▶ TÂCHES À RÉALISER:
• 1. Selon la critique du roman, quel métal les Brumants Exalteurs brûlent-ils ?
• 2. Relevez dans la critique du roman toutes les caractéristiques que les scènes introductives partagent avec celles des « blockbusters » américains.
• 3. Poursuivez la critique du roman de Sanderson à la suite de sa dernière phrase.

▶ EXTRAIT FOURNI:
..............................

Rattaché au cycle des Fils-des-Brumes, mais séparé par plusieurs centaines d’années des aventures précédentes, ce roman ne s’y intègre que très partiellement, et pourrait donc, même si sa fin est suffisamment ouverte pour laisser place à une suite, être considéré comme un simple « one-shot ». Un « one shot », certes, mais pas précisément du côté des coups de feu, puisque l’on s’y entretue dans une frénésie d’action qui, de toute évidence, n’est pas sans constituer un appel du pied aux « majors » hollywoodiennes.



Un appel du pied d’autant plus indéniable que la structure même du roman est purement cinématographique. Les premiers chapitres sont on ne peut plus clairement des démarquages des scènes introductives des « blockbusters » américains. Mais hélas, elles en partagent les caractéristiques les plus fréquentes – pas écrites, pas prenantes, pas convaincantes, dépourvues d’âme – et ne donnent l’impression d’être là que parce que cela fait partie du rituel.

Pas écrites, tout d’abord. Si la prose de Sanderson pouvait convenir à des ouvrages humoristiques destinés à la jeunesse comme la série des « Alcatraz » que nous avons précédemment chroniquée, elle devient vite insuffisante pour un roman adultes. L’absence de soin apporté à l’écriture est par moments particulièrement flagrante (qu’on en juge par les répétitions suivantes « Un train était arrêté en raison d’une diversion sur les rails – les premiers temps, un arbre à terre. Plus tard, un train fantôme qui surgissait des brumes et fonçait droit vers le train. Les mécaniciens arrêtaient le train, paniqués, mais le train fantôme s’évanouissait devant eux. On redémarrait alors le train. ») et l’on se retrouve, quasiment en permanence, confronté à une prose strictement basique et utilitaire.

On ne peut que le regretter dans la mesure où les éléments constitutifs du roman, ou plus exactement du scénario, étaient prometteurs. Dans le monde de Scadrial décrit par Sanderson, quelques individus ont des pouvoirs liés non pas uniquement à leur essence propre, mais à la détention ou à la proximité de métaux. Cette forme de magie « violente, brute et puissante » est liée à seize métaux de base utilisables. Ainsi les Brumants Lance-pièces (c’est le cas de notre héros Waxillium) sont capables d’exercer des poussées sur les sources métalliques proches, soit pour les mouvoir , soit pour se mouvoir eux-mêmes (par propulsion ou répulsion, c’est-à-dire qu’ils peuvent sauter à des hauteurs impensables ou chuter depuis des hauteurs également impensables). Les Brumants Glisseurs (c’est le cas de Wayne, complice du héros) peuvent brûler le cerrobend pour constituer autour d’eux une bulle de temps transitoire. Les Brumants Exalteurs brûlent du zinc pour exalter les émotions des individus proches. Certains de ces brumants sont pratiquement immortels, leur pouvoir leur donnant la possibilité de se régénérer rapidement après toute blessure. Avec seize métaux les possibilités, on le voit, sont nombreuses.

..............................

▶ DONNÉES FOURNIES:

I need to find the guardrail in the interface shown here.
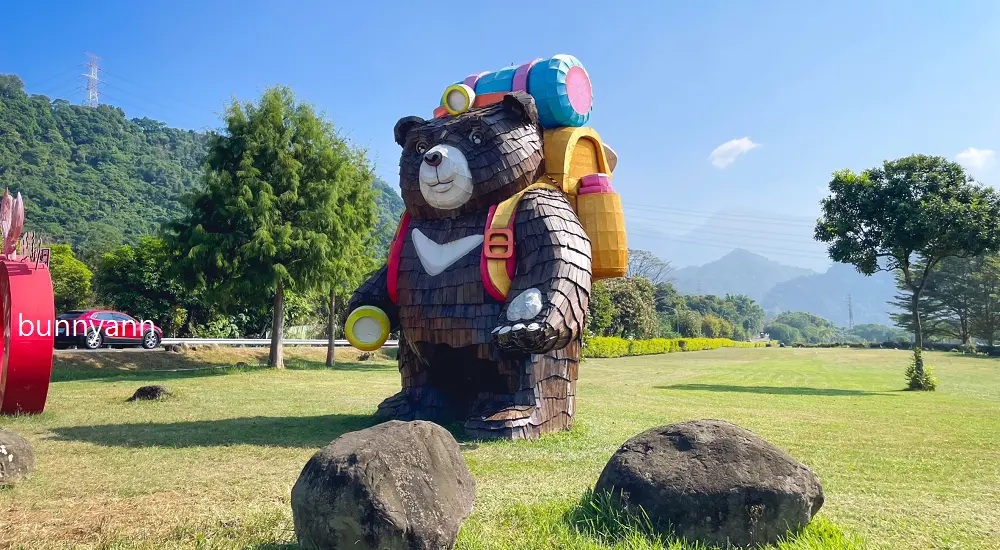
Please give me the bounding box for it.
[160,338,399,348]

..............................

▶ RÉPONSES ATTENDUES:
• 1. Du zinc.

• 2. Pas écrites, pas prenantes, pas convaincantes, dépourvues d'âme.

• 3.
Waxillium, alias Lord Ladrian, vient de passer vingt ans à rendre une justice (que l’on devine expéditive) dans ces territoires sans foi ni loi que sont les Rocailles. Lassé, il rentre à Elendel où il doit reprendre son statut de Lord. Un Lord hélas ruiné, mais convoité par de riches fortunées selon un schéma très classique. Dans cette société très victorienne qu’est celle d’Elendel, Waxillium se résout à se fiancer avec Stéris, un riche héritière, même s’il éprouve beaucoup plus d’attirance pour la cousine officielle de celle-ci, en réalité sa sœur bâtarde, la très perspicace Masari. Mais quand on enlève Stéris sous ses yeux, Waxillium n’a d’autre choix que de ressortir les flingues.

Le schéma est classique : un individu pas tout à fait dégrossi obligé de se glisser dans des habits trop civilisés pour lui, mais pourvu de qualités et d’un courage faisant défaut aux gens qui l’entourent, et bien entendu finissant par l’emporter, non sans s’attirer l’estime générale. Tout ceci, avec l’astucieuse utilisation des pouvoirs, aurait pu être palpitant si l’intrigue n’était aussi linéaire, aussi prévisible, et si les scènes d’action, à la fois longues et nombreuses, n’étaient pas si basiquement descriptives : virevoltantes mais purement visuelles, et, là encore à la manière des longs-métrages hollywoodiens, entièrement superficielles. On n’y ressent ni tension, ni danger, ni émotion, les personnages sautent dans tous les sens et se dézinguent et se dynamitent avec entrain, mais sans âme.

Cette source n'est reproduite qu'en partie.